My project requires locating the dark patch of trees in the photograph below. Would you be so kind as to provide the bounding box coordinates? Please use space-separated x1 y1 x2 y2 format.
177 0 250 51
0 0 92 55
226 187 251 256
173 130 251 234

+ + + + + + +

__TASK PROMPT__.
Duplicate the listing above line for line, changing nothing.

__ANSWER TO THIS EXERCISE__.
My project requires locating the dark patch of trees in the photograph below. Would you be so kind as to provide the bounding box coordinates? Please use space-separated x1 y1 x2 y2 format.
177 0 250 51
0 0 92 55
226 187 251 256
173 130 251 234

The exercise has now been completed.